— Start —
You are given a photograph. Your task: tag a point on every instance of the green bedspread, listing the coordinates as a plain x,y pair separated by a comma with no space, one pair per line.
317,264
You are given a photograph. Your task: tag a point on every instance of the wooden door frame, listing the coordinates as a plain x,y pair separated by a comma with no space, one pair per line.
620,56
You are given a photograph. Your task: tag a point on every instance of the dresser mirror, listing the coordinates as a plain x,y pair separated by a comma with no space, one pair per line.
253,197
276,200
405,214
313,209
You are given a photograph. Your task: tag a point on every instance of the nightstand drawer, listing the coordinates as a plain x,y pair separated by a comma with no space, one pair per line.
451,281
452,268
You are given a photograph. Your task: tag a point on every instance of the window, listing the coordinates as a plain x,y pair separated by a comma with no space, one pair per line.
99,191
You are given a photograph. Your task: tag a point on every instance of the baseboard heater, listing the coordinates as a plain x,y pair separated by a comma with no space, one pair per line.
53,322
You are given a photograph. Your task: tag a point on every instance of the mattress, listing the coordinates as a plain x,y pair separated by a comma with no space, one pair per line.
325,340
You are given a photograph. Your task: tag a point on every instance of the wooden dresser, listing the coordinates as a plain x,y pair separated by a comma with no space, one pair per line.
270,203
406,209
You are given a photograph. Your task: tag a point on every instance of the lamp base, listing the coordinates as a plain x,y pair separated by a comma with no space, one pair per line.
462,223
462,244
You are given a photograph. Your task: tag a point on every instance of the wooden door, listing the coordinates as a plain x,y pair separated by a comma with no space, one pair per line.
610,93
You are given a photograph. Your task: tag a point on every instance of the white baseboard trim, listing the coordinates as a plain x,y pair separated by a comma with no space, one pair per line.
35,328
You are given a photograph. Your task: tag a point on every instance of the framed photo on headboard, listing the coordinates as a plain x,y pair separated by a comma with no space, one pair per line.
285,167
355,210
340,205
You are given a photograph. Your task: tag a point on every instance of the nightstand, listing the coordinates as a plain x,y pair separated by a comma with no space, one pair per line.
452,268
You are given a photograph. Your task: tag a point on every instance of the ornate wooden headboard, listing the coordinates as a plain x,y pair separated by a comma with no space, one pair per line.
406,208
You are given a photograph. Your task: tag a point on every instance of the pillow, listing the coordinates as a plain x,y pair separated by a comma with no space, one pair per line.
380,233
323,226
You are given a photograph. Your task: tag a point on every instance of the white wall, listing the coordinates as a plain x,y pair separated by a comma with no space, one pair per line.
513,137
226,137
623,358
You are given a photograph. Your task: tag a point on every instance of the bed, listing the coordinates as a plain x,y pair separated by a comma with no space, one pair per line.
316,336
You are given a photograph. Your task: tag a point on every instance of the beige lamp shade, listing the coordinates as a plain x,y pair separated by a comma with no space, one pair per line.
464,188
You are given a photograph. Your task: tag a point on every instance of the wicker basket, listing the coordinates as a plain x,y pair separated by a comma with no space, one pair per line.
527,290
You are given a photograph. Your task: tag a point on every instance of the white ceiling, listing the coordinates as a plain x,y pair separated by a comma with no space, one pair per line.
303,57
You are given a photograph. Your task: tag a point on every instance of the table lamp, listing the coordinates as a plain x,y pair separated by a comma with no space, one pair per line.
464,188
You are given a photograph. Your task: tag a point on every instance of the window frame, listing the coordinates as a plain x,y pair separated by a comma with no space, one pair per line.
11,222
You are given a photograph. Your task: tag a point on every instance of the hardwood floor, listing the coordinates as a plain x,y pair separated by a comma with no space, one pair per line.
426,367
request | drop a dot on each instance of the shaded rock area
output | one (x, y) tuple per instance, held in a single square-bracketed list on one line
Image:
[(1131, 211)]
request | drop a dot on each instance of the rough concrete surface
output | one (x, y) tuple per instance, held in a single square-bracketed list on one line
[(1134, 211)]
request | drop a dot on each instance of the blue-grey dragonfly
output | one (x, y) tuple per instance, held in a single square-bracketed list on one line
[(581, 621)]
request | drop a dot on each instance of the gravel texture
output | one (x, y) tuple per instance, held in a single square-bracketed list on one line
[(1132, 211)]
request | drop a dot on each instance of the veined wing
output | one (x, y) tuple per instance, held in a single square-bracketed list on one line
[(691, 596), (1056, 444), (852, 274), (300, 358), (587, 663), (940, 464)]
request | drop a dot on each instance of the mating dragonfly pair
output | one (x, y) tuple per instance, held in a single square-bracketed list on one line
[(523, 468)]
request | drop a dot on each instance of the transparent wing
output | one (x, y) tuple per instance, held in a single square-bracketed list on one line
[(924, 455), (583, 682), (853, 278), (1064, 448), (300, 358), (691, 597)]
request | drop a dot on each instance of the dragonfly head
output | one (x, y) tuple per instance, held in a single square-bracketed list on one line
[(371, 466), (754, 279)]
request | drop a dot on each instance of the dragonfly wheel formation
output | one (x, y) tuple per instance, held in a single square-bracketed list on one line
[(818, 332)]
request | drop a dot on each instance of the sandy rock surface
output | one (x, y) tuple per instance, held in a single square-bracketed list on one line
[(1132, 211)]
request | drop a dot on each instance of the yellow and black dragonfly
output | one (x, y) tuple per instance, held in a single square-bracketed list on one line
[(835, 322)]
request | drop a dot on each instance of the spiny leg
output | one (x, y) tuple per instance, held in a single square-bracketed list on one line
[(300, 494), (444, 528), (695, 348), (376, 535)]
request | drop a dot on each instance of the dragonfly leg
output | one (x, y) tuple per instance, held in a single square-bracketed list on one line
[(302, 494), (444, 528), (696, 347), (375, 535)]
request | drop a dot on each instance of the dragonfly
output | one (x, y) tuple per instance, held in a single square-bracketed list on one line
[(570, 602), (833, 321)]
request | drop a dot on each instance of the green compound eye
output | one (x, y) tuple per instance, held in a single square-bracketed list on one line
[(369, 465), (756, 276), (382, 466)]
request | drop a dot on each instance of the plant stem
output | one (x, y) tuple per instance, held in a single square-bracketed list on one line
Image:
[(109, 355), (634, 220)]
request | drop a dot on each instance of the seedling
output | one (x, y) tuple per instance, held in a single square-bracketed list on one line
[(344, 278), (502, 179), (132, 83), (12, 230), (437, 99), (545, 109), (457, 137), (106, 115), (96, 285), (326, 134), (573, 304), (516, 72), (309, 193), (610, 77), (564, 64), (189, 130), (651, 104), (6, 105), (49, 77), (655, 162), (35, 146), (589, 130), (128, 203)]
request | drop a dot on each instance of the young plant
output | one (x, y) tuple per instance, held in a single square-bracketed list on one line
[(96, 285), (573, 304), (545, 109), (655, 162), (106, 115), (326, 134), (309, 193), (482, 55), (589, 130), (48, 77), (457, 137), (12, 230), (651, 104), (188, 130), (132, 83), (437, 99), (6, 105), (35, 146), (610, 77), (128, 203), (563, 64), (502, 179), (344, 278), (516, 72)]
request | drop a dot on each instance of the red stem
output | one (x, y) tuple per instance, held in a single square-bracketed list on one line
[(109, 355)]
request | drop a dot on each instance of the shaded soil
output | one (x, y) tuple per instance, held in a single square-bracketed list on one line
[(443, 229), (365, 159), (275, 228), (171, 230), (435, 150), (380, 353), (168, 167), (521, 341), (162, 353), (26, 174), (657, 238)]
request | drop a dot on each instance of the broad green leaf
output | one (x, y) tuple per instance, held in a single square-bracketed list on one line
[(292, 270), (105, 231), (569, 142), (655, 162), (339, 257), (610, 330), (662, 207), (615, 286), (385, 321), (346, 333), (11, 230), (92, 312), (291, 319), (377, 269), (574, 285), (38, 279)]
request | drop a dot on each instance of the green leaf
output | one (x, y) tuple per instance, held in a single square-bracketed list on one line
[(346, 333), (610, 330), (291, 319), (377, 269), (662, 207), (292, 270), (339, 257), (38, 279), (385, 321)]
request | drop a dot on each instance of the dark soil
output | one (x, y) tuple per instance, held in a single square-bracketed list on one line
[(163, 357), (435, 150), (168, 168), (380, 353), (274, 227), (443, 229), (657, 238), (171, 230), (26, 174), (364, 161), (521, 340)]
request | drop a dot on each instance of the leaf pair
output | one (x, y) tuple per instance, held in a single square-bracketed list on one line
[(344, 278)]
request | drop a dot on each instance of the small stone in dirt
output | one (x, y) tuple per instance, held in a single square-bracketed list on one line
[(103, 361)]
— End —
The exercise
Copy the rows starting at the line that contains "request | drop a dot on each instance of the spiny" and ending at the line that contains "130), (128, 203)]", including both of those lines.

The result
request | drop a dot on each instance of the spiny leg
output | one (x, y) tuple per instance, held in a single square-bracketed list on one line
[(300, 494), (444, 528), (695, 348), (376, 535)]
request | drop a dot on each instance of the dragonfly leg
output | one (x, y) tuple per instance, held in a single square-bracketed list on one line
[(302, 494), (444, 528), (696, 347), (375, 535)]
request | drop a dot on each instance of the dragonfly
output | one (x, y) tuple per instance, held in a single square-bracketed list on one line
[(570, 602), (833, 321)]
request | drop a dot on each instance of the green compound eye
output | one (x, y) tuple per instance, held in a single square-bracketed list on one line
[(369, 465), (756, 276), (382, 466)]
request | drop a dot on each instance of the plant stem
output | one (x, y) tuple per instance, held in a single square-bracketed list on one line
Image:
[(109, 355), (634, 220)]
request | drop a dot on each instance of the seedling
output | one (x, y) tuple per instance, held in a single square-bracketed list on one line
[(344, 278), (502, 179), (132, 83), (12, 230), (437, 99), (545, 109), (457, 137), (106, 115), (96, 285), (326, 134), (573, 304), (516, 72), (309, 193), (610, 77), (564, 64), (189, 130), (651, 104), (6, 105), (49, 77), (655, 162), (35, 146), (589, 130), (128, 203)]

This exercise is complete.